Instructions for the task | Say how many lines in the records contain the string "positive", giving the number by itself.

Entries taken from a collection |
....

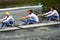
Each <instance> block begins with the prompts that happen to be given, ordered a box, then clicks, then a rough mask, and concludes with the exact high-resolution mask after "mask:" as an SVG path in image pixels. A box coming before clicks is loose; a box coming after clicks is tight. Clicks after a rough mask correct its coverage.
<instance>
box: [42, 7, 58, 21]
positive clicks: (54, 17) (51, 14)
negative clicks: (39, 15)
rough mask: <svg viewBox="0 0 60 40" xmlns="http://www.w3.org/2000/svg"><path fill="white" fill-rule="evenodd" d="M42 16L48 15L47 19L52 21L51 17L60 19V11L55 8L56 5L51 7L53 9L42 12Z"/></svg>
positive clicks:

....

Answer section | 2